==== DATA IN THIS EXERCISE

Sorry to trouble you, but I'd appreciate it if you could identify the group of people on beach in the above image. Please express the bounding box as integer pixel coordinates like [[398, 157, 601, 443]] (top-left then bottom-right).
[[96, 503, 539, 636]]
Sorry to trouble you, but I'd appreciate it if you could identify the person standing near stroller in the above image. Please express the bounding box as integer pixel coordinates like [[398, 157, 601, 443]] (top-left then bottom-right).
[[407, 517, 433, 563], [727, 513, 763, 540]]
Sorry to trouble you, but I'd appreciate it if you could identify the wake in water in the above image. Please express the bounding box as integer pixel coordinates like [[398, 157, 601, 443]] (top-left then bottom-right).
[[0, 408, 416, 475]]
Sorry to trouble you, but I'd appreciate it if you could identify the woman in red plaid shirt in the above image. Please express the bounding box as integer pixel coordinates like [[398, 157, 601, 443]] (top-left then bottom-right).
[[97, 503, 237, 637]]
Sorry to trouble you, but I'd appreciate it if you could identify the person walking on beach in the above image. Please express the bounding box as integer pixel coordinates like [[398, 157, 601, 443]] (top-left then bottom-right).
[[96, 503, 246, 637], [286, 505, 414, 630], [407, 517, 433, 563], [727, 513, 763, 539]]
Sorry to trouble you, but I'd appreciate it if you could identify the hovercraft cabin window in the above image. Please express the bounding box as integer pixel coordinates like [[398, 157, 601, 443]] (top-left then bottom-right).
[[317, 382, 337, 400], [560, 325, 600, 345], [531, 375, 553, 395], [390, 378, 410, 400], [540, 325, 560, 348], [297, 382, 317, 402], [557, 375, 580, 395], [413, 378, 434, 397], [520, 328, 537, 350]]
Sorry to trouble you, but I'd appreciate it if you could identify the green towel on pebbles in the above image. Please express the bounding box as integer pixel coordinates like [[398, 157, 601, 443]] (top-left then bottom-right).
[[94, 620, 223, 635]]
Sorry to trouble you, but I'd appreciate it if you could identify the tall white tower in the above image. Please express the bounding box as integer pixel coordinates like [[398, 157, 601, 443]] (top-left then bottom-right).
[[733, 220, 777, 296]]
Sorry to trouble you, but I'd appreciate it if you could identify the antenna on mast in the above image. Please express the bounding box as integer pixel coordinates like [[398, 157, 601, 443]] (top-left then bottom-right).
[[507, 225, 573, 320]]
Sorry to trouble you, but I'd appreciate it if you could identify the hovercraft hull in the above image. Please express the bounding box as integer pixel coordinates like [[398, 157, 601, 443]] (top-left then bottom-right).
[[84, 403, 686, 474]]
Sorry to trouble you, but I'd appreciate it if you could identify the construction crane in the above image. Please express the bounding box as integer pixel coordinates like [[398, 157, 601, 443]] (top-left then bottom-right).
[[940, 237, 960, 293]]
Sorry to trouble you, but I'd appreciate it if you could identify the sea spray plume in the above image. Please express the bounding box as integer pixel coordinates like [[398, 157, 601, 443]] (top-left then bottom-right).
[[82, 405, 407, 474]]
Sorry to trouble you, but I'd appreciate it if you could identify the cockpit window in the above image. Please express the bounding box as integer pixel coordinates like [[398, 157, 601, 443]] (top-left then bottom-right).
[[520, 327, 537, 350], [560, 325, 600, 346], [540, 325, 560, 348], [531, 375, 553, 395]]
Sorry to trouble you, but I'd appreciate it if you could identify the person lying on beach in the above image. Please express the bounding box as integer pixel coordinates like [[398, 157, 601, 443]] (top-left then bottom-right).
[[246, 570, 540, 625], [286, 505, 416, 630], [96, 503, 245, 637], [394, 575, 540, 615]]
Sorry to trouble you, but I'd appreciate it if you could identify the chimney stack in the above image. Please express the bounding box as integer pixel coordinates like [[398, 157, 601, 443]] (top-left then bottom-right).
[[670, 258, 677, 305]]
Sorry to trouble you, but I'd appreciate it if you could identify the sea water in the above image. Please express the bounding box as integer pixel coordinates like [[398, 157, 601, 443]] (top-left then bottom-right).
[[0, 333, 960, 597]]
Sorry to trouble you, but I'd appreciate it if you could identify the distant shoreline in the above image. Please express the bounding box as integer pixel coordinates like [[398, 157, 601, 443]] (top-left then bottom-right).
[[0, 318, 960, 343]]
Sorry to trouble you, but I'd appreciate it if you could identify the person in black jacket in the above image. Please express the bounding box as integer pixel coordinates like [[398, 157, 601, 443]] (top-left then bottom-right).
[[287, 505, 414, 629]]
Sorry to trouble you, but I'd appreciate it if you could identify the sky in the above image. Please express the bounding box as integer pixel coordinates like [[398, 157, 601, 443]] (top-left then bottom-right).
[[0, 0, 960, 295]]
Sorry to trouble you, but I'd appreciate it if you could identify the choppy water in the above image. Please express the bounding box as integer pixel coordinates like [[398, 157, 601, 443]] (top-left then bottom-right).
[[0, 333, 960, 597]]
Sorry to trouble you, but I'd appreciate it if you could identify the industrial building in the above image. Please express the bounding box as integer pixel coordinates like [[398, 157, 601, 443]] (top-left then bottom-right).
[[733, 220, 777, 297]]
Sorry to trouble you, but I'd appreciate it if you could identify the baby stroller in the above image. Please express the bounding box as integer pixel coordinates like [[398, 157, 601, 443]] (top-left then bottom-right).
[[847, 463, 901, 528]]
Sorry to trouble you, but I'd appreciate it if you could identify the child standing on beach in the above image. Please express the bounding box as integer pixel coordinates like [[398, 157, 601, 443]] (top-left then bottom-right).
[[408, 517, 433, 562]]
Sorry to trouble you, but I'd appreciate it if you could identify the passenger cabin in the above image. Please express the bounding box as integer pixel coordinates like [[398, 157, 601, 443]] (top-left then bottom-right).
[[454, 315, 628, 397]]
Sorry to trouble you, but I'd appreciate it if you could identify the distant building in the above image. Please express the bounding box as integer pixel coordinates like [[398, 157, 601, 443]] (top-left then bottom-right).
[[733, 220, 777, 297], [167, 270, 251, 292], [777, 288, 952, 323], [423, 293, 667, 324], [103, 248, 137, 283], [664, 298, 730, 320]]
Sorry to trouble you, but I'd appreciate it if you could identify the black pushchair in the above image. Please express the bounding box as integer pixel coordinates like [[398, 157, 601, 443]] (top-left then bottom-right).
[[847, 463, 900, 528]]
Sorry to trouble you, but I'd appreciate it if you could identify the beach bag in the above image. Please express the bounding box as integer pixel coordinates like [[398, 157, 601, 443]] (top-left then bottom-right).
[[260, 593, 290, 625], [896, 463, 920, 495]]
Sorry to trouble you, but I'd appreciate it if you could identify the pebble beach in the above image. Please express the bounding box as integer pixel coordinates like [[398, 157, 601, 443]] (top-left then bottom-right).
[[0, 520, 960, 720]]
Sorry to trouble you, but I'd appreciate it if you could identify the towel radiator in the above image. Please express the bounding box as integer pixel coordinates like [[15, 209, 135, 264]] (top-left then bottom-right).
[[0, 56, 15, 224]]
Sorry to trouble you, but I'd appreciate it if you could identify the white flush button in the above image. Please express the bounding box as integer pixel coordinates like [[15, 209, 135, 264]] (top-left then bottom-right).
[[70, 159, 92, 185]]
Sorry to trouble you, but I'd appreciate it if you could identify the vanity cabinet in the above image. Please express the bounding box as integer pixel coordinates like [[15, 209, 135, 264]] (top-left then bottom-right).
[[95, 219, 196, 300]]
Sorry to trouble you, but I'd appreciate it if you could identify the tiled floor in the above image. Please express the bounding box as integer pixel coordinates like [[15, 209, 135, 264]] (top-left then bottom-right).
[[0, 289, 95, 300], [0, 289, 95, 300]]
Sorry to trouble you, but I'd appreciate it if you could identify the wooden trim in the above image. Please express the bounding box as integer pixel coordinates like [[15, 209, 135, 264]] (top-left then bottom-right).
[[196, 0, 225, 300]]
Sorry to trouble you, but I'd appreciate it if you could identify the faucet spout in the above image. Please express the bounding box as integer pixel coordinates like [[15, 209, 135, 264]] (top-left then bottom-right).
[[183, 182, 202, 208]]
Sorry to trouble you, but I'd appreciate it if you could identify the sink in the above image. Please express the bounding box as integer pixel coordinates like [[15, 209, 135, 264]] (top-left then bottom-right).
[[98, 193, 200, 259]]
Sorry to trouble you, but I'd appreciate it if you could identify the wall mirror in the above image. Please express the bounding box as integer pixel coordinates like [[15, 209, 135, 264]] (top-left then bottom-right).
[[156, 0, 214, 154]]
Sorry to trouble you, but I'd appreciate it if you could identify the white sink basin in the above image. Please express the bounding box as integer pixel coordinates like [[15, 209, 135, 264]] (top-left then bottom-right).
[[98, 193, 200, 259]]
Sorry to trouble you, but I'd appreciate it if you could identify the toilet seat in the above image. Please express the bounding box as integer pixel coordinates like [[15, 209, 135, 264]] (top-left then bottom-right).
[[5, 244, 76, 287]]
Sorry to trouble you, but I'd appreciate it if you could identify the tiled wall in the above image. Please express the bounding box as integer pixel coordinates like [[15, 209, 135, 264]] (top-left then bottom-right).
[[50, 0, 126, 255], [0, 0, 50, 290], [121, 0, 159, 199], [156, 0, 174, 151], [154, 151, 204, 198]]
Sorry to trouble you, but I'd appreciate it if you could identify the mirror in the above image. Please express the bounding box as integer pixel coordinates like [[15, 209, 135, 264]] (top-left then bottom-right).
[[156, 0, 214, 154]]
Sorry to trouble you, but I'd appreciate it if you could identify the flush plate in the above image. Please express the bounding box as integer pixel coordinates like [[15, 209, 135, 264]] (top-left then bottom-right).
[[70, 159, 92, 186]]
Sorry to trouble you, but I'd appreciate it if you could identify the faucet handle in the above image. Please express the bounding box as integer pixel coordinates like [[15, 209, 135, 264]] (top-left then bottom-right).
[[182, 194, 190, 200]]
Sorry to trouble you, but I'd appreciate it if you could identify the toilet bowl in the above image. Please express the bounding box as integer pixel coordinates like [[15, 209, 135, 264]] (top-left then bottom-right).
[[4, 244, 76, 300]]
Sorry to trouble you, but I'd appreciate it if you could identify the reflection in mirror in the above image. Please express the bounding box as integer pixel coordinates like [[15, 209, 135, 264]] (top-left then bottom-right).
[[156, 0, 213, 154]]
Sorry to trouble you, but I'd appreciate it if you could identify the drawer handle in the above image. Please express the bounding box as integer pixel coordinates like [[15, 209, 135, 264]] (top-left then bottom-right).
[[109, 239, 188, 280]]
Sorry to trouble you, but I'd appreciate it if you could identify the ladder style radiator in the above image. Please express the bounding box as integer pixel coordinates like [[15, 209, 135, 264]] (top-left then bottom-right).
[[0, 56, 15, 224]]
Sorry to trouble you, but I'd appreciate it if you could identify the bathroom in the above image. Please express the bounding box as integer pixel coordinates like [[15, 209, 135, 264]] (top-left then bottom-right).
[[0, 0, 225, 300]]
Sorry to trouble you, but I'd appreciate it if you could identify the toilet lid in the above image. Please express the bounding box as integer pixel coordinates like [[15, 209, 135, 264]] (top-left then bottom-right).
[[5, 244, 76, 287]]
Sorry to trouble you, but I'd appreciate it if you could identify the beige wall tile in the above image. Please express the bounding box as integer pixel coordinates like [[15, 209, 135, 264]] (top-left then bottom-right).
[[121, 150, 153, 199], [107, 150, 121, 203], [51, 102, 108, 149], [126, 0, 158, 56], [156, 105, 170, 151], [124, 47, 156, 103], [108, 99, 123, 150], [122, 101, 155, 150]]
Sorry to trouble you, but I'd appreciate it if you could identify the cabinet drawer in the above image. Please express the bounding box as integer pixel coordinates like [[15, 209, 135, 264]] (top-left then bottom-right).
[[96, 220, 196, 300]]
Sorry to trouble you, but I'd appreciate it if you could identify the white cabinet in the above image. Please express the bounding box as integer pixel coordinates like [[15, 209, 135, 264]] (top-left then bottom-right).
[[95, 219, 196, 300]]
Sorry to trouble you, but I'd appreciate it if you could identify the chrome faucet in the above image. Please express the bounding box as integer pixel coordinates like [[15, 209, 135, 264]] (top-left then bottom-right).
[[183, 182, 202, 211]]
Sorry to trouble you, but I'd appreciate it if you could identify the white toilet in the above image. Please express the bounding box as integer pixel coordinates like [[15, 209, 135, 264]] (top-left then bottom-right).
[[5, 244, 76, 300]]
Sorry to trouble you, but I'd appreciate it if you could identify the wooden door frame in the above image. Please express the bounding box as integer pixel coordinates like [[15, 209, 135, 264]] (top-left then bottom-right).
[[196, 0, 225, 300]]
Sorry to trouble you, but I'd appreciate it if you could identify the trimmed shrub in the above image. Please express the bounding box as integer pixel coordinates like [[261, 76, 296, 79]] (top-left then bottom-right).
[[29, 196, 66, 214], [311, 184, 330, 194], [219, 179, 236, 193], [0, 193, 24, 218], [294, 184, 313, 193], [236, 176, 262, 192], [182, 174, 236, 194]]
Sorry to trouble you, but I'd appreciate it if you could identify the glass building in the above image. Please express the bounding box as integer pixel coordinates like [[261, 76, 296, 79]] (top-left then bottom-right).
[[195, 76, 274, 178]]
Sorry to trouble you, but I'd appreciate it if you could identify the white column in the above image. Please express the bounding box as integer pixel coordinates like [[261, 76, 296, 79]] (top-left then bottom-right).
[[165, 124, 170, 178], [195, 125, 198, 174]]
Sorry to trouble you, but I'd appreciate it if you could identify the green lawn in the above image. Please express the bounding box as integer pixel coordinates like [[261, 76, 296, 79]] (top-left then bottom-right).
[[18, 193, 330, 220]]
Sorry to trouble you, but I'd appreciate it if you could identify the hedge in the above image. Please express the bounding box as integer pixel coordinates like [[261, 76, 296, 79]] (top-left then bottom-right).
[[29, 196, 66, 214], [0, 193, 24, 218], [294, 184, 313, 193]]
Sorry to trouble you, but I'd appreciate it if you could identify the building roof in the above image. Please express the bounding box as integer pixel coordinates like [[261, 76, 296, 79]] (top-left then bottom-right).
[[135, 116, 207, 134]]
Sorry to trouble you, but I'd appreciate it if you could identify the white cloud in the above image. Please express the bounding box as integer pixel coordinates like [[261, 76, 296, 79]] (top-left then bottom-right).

========

- STATED GOAL
Convert the listing, from its first line up to and including the line containing "513, 763, 539]]", into a JSON list of strings with one string per line and no entries for blank lines.

- EXERCISE SOLUTION
[
  "Sorry to trouble you, but I'd appreciate it if you could identify the group of people on beach in the above image. Please express the bounding box as integer pixel coordinates like [[398, 157, 601, 443]] (top-left then bottom-right).",
  "[[96, 503, 539, 636]]",
  "Sorry to trouble you, but I'd appreciate it if you could identify the person standing near stroller in the above image. Please express the bounding box as integer pixel coordinates like [[398, 157, 601, 443]] (top-left then bottom-right).",
  "[[407, 517, 433, 563], [727, 513, 763, 540]]",
  "Sorry to trouble you, but I'd appreciate it if you could identify the wake in water in the above image. Please express the bounding box as integer pixel coordinates like [[398, 157, 601, 443]] (top-left then bottom-right).",
  "[[0, 408, 416, 475]]",
  "Sorry to trouble you, but I'd appreciate it if you could identify the woman in red plaid shirt in the above image. Please express the bounding box as integer pixel coordinates like [[398, 157, 601, 443]] (top-left then bottom-right).",
  "[[97, 503, 237, 637]]",
  "Sorry to trouble you, but I'd appreciate it if you could identify the person walking on beach in the above image. Please express the bounding box as integer pixel coordinates like [[398, 157, 601, 443]] (top-left then bottom-right).",
  "[[96, 503, 246, 637], [286, 505, 414, 630], [407, 517, 433, 563], [727, 513, 763, 539]]"
]